> _Exercise_
Exactly the lines below from the one with "the squirrel head" up to and including the one with "Note. One marker is placed on each instance of the brown" make up the answer, with nothing else added.

═══ Data records ═══

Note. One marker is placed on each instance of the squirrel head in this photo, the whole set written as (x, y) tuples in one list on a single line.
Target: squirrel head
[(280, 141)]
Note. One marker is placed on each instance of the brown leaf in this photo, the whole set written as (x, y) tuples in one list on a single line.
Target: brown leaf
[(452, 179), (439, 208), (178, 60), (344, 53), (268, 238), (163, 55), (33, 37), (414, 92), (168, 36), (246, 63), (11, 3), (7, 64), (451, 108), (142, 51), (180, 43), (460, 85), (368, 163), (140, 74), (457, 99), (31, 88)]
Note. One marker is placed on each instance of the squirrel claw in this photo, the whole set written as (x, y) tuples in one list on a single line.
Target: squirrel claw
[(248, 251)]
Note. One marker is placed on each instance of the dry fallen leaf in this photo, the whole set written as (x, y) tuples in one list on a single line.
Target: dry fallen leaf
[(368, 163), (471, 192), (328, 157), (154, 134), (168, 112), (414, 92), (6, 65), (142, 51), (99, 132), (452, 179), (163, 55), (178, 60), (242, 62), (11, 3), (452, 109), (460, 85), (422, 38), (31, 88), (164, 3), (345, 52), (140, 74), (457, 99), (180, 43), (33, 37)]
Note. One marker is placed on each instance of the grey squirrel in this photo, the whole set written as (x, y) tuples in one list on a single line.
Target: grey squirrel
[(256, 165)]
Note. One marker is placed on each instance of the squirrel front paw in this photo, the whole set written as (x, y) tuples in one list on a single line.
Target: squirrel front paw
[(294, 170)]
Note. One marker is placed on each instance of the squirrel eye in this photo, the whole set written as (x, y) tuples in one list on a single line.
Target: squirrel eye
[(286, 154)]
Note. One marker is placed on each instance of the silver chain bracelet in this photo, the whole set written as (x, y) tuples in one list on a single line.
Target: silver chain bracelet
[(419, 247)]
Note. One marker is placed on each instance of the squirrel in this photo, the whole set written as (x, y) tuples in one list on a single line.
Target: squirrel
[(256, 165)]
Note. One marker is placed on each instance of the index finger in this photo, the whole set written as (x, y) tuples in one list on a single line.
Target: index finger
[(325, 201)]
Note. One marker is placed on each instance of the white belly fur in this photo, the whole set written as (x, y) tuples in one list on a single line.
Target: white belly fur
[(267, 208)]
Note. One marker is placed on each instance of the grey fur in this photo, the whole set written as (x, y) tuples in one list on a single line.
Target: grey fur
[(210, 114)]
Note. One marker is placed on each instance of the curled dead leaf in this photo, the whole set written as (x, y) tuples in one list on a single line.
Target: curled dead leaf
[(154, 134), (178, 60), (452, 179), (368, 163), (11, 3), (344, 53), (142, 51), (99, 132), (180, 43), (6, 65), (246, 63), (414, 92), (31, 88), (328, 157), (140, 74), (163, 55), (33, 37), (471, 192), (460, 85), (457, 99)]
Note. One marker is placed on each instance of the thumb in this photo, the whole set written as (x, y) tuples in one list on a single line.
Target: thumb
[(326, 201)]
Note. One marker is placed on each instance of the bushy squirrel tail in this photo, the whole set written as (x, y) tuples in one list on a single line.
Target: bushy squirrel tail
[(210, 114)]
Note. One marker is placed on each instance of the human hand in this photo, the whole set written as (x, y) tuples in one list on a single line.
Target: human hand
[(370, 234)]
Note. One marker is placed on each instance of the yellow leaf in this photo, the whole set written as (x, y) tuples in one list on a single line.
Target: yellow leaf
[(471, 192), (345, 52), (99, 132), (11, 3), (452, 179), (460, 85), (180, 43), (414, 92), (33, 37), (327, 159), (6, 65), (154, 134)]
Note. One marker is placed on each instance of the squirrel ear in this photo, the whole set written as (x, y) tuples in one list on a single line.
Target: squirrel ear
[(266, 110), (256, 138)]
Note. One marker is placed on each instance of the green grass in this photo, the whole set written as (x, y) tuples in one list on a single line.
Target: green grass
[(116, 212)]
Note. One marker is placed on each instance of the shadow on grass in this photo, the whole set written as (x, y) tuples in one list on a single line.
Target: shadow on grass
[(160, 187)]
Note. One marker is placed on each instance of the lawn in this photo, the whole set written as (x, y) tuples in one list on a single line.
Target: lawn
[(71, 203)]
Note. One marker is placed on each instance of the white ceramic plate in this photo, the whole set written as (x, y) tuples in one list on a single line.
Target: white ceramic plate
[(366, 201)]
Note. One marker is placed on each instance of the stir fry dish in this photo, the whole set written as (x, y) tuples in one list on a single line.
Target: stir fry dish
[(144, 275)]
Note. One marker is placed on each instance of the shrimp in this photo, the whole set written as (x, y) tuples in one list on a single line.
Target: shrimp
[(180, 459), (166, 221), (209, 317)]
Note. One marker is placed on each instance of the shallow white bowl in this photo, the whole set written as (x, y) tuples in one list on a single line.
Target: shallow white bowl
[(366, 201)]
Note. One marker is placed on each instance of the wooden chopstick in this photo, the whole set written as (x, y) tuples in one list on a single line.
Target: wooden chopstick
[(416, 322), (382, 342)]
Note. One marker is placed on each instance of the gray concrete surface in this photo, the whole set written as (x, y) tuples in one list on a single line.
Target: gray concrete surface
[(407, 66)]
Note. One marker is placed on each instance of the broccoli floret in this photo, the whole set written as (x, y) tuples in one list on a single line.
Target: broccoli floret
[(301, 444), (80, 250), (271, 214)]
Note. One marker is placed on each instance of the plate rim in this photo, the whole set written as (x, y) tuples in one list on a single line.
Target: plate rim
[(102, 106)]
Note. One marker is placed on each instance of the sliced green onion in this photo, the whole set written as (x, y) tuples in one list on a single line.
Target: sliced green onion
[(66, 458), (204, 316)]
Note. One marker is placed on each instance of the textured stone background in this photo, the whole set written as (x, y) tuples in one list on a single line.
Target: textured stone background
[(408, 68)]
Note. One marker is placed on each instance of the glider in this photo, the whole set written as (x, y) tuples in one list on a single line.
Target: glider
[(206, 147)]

═══
═══ Data records ═══

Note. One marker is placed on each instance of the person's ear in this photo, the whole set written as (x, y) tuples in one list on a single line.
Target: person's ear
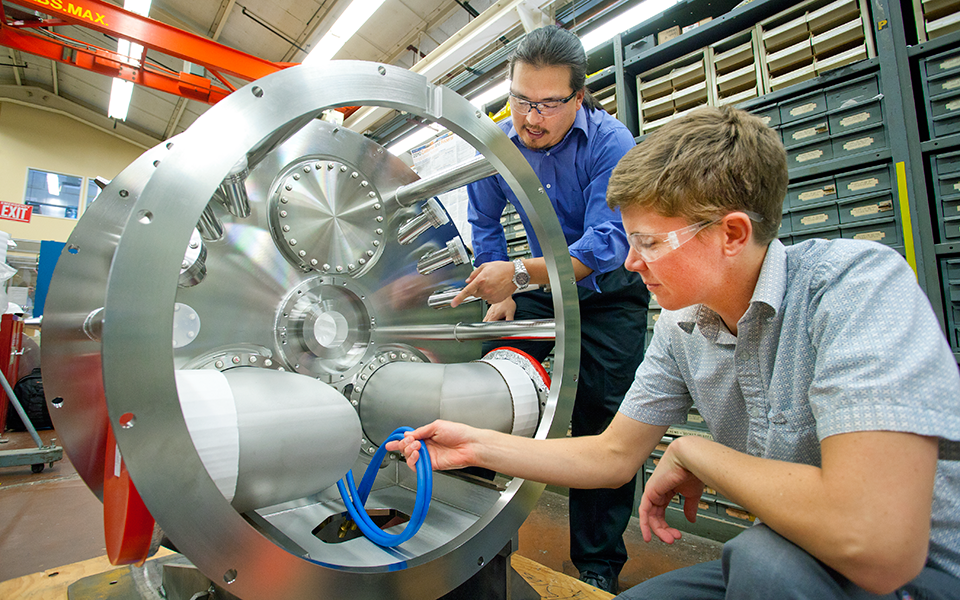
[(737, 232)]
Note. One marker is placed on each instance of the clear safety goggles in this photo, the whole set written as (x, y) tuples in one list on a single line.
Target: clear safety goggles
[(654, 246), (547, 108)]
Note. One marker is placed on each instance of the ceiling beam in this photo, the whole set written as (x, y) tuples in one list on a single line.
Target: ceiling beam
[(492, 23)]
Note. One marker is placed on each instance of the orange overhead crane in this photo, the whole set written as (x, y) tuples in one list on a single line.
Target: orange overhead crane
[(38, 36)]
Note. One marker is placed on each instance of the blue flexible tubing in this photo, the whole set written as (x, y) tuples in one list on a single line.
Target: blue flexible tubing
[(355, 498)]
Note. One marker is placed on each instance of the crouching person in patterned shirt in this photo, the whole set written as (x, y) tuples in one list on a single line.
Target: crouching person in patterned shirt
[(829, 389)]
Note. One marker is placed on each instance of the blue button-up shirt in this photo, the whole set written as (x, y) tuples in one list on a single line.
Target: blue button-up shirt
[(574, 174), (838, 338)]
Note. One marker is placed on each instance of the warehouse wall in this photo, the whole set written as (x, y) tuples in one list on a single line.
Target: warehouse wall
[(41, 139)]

═══
═══ Data records ═══

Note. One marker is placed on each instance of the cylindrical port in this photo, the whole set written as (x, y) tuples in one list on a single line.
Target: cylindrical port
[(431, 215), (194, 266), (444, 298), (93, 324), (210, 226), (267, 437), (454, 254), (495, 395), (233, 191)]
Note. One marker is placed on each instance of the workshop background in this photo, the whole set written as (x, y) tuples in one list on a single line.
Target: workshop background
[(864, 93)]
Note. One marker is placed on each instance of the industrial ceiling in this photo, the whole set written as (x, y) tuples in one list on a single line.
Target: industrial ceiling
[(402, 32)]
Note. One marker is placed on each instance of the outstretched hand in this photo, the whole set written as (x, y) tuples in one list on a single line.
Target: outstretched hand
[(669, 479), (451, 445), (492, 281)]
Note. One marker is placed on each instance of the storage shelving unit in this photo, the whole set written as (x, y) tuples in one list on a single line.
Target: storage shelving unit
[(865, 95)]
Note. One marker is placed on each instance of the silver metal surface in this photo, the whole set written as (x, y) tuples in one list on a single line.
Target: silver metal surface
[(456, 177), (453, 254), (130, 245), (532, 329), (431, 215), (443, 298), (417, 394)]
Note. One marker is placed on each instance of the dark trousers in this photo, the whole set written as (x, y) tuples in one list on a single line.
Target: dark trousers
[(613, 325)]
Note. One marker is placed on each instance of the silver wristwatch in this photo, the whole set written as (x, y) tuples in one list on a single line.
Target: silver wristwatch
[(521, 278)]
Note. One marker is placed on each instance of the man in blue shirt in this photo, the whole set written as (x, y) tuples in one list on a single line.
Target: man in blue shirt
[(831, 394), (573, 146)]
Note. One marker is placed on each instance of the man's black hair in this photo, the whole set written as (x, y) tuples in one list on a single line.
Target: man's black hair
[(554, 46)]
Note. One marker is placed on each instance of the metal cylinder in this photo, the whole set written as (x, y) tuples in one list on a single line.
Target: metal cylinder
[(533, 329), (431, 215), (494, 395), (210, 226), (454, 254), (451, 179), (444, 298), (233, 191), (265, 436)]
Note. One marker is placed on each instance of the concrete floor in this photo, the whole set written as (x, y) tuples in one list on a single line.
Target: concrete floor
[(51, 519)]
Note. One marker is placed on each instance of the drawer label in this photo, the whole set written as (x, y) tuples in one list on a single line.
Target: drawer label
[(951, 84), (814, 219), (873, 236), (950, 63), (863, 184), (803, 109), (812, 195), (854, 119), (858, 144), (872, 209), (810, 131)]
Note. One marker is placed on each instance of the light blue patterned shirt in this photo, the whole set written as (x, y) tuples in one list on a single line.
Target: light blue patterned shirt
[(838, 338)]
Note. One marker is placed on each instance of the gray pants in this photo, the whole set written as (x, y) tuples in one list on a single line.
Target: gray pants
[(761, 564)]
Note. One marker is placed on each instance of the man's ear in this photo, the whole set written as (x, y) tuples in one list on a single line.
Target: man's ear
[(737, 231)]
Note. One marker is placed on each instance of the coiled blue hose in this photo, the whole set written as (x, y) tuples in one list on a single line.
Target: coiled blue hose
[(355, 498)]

═══

> _Exercise response_
Note. One marker is placed on each instance of the squirrel head in this photo, the whole set written as (x, y) tuples in one list on a single line.
Target: squirrel head
[(280, 141)]
Note. One marker is placed on each instance of the brown leaf in this photo, the whole set written as (x, y) tuples in one list on a single line.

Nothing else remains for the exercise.